→ **Problem**
Rewrite the material below, replacing "bounding box" with "bounding rectangle" and leaving everything else unchanged. Leave out the pictures.

------ Dataset

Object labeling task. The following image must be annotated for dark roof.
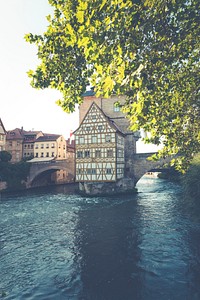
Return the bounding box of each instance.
[6,128,24,140]
[73,101,124,136]
[0,118,6,134]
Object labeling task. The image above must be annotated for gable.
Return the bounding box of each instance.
[74,102,117,134]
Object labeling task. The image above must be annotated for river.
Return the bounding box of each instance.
[0,177,200,300]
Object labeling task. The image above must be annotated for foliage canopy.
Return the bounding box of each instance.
[26,0,200,170]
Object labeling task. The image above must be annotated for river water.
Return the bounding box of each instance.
[0,177,200,300]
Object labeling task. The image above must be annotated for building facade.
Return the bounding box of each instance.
[0,119,6,151]
[74,91,140,195]
[22,130,44,159]
[6,128,24,163]
[74,102,124,182]
[34,134,66,160]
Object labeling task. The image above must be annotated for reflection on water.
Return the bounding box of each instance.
[0,177,200,300]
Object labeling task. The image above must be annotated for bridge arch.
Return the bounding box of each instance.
[133,153,172,184]
[27,160,74,188]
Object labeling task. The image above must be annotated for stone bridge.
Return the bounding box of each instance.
[26,159,75,188]
[132,152,172,184]
[79,153,172,196]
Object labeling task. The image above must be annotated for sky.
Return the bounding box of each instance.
[0,0,159,152]
[0,0,78,138]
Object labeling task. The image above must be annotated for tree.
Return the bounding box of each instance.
[26,0,200,170]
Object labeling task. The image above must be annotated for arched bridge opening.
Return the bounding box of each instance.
[133,153,172,184]
[27,161,74,188]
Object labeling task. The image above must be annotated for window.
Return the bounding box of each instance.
[92,135,97,144]
[106,134,111,143]
[79,136,85,144]
[98,125,103,132]
[85,150,90,158]
[86,168,96,175]
[107,149,113,157]
[76,169,84,175]
[113,102,120,112]
[85,126,90,131]
[77,151,83,158]
[95,150,101,158]
[117,149,124,157]
[106,168,112,175]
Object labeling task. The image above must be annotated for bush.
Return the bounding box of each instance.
[183,153,200,198]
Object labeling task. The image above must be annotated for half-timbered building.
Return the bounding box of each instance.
[74,102,125,182]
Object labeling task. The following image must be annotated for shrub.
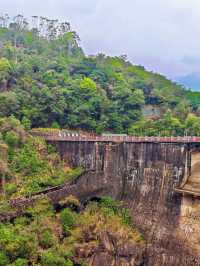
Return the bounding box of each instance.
[4,131,19,148]
[0,251,9,266]
[4,183,17,196]
[9,258,28,266]
[39,230,54,248]
[61,209,76,233]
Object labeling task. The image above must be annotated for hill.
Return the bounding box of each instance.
[0,15,200,135]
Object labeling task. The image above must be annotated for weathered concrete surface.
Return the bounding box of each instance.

------------

→ **Exercise response**
Object labeling task. The following image must be annotated for dark roof.
Return the bounding rectangle of each instance.
[6,128,24,140]
[73,101,124,136]
[0,118,6,134]
Object labeling task. The image above must be annotated for gable.
Return the bounding rectangle of each instance.
[74,102,117,134]
Object labeling task. The image above must be annotated for river.
Return the bounding rectangle of each instance.
[0,177,200,300]
Object labeling task. The image above must be annotated for foliage canopy.
Return the bounding rectangle of each instance.
[26,0,200,170]
Object labeling task. The image above must be annotated for river water.
Return the bounding rectangle of each instance.
[0,177,200,300]
Object labeling task. The image above must be annotated for building facade.
Return the bounding rectangle of each instance.
[0,119,6,151]
[74,91,140,195]
[22,130,44,159]
[6,128,24,163]
[74,102,124,182]
[34,134,66,160]
Object labeling task. The image above must be annotated for reflection on water.
Return the bounding rectangle of each instance.
[0,177,200,300]
Object labeling task. The image above must be annotated for bridge arch.
Return the bounding rectangle of each instance.
[133,153,172,184]
[27,160,74,188]
Object labeling task. The image above must be annotated for stone bridge.
Return the bounding rectangle of each instance.
[26,159,75,188]
[132,152,172,184]
[79,153,172,196]
Object labeling task. The image above must be annotated for sky.
Return the bounding rectangle of each instance.
[0,0,159,152]
[0,0,78,138]
Object labeling task. The image above must be annotated for tree.
Return the bounding rectangle of each instance.
[26,0,200,170]
Object labeling task. The image above must be annotated for arched bridge opening.
Return the bounding rectangle of each instance.
[133,153,172,184]
[27,161,74,188]
Object labeling task. The image above must be annotated for window.
Return the bounding rectangle of each instance.
[92,135,97,144]
[106,134,111,143]
[79,136,85,144]
[98,125,103,132]
[85,150,90,158]
[86,168,96,175]
[107,149,113,157]
[76,169,84,175]
[113,102,120,112]
[85,126,90,131]
[77,151,83,158]
[95,150,101,158]
[117,149,124,157]
[106,168,112,175]
Object labeling task. The image above must be annotated for bush.
Return the bounding rectangle of each instance.
[183,153,200,198]
Object labeling task. The image above must be annotated for half-timbered building.
Return the bounding rectangle of each instance.
[74,102,125,182]
Object labeling task. The following image must be annotated for shrub.
Return the bounding rectangle of each instance.
[4,131,19,148]
[0,251,9,266]
[4,183,17,196]
[9,258,28,266]
[39,230,54,248]
[61,209,76,233]
Object labeling task. The image above must be annotated for hill.
Return the bounding rectangle of each instance.
[0,15,200,135]
Object labeling task. The image above must be annotated for weathered concrete surface.
Return the bounding rectangle of each instance.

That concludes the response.